→ **EXERCISE AIM**
Your answer is one number, how many lines in the entries include "ruffled".

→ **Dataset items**
--- START ---

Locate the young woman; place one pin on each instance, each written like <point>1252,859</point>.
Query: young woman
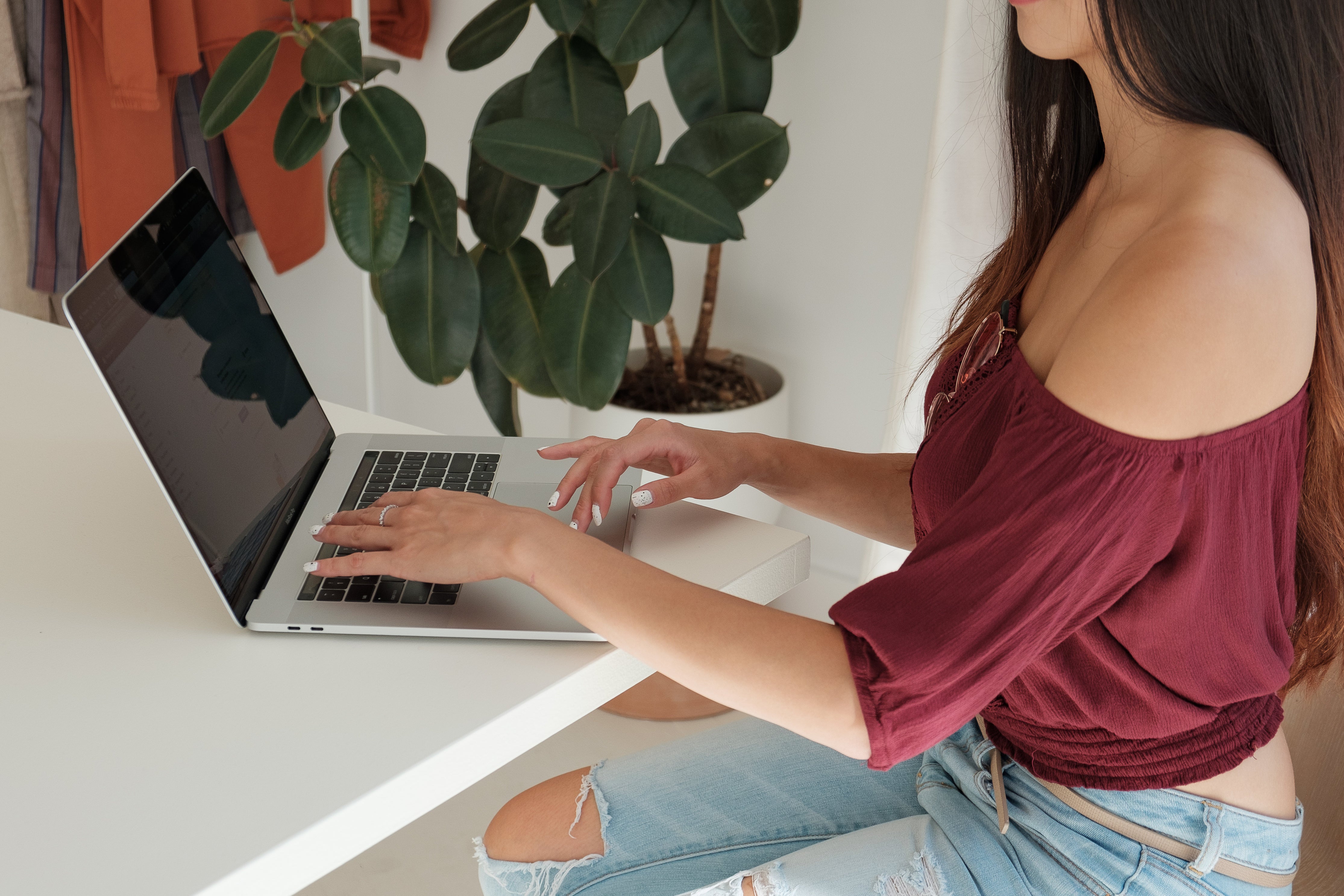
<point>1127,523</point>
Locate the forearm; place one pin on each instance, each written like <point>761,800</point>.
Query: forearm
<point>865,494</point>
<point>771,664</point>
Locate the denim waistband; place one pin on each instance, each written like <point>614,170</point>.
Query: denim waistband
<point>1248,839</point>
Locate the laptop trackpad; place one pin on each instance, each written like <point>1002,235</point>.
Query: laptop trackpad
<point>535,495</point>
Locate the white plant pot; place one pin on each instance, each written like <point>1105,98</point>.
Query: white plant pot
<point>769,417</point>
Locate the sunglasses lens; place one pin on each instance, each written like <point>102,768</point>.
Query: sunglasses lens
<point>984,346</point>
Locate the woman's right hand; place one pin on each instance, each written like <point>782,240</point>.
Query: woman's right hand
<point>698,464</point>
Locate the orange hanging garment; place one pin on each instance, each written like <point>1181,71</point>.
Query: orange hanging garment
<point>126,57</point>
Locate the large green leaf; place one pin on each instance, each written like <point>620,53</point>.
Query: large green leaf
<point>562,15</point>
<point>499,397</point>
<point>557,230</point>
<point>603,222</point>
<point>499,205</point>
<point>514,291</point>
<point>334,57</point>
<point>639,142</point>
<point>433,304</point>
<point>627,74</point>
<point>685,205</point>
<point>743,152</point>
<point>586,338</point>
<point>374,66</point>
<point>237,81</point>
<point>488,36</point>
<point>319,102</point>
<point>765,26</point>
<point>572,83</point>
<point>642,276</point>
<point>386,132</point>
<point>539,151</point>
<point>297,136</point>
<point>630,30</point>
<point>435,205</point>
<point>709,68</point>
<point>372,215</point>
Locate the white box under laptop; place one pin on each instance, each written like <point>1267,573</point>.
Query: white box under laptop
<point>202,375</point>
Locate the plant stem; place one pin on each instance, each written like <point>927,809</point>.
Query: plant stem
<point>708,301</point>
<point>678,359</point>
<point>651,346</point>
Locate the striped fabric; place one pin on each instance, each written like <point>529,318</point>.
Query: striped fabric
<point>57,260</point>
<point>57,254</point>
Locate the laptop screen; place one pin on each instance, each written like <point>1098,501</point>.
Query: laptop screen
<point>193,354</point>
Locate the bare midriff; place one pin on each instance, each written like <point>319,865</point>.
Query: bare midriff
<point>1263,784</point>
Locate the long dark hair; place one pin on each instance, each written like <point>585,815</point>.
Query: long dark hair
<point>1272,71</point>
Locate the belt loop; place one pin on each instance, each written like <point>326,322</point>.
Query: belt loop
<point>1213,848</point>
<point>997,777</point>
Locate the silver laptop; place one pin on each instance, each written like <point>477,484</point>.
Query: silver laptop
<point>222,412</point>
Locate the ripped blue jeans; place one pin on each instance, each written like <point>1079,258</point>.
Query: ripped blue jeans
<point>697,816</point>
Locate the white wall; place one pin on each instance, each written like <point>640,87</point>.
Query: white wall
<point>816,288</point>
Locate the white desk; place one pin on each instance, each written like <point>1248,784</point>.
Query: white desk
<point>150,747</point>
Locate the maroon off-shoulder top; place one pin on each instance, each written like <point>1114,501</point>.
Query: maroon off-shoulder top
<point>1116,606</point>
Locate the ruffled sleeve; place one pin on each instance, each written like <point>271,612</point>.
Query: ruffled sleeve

--- END ---

→ **SOLUTION FOR THIS EXERCISE**
2